[Stored records]
Start of Block

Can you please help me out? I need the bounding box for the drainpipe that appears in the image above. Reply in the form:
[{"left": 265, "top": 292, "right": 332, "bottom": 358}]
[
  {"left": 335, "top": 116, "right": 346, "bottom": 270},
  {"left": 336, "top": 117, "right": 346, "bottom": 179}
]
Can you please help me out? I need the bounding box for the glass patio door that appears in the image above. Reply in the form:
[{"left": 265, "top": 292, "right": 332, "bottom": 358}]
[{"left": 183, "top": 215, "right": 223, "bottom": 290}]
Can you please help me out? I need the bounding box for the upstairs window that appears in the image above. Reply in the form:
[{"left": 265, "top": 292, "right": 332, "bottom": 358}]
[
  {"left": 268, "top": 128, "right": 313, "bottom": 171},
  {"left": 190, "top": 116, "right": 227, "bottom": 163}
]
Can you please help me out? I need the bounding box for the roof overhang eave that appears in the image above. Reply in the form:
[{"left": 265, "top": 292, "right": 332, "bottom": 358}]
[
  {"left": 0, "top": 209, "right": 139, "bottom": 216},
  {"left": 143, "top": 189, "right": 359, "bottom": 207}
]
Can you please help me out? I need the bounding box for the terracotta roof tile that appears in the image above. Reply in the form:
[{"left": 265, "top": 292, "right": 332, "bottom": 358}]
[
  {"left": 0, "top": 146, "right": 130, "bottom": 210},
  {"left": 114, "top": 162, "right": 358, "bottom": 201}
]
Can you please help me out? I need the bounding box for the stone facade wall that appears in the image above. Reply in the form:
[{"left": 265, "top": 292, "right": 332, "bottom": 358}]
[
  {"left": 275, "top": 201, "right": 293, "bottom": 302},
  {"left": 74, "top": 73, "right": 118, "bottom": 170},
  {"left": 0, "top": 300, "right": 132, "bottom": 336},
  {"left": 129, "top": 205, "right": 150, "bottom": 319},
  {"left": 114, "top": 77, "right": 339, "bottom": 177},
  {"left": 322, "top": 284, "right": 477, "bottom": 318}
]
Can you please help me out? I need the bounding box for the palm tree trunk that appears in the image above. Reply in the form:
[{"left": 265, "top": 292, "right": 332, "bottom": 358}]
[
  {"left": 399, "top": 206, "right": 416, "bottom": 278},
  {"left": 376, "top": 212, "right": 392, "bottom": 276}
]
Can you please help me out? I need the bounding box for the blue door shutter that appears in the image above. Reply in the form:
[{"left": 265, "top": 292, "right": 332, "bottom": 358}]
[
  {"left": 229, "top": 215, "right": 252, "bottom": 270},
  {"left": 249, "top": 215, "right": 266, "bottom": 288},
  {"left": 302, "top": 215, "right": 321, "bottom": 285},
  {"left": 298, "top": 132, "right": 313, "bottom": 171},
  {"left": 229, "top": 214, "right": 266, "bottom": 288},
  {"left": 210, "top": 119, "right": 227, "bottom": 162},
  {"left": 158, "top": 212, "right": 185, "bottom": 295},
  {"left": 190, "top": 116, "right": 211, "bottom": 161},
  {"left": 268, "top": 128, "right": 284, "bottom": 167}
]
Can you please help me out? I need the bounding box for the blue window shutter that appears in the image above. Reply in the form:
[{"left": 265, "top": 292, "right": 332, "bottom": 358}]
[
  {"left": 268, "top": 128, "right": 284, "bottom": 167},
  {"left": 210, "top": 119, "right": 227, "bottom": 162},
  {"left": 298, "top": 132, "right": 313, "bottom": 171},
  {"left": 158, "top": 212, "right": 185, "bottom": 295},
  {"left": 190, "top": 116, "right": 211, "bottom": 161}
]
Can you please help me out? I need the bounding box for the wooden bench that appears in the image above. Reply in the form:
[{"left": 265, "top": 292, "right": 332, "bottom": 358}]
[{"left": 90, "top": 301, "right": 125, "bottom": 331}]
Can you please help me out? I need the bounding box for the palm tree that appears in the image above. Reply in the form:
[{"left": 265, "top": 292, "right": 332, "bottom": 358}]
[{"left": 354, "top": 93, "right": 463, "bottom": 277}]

End of Block

> _Prompt_:
For the word "blue", find all matching lines in the entries above and copy them out.

> _Response to the exercise_:
Can you please help me out? I need the bounding box for the blue door shutter that appears in the image above. Reply in the form:
Can you please help me out? I need the bounding box for the blue window shutter that appears in the image above. Reply in the form:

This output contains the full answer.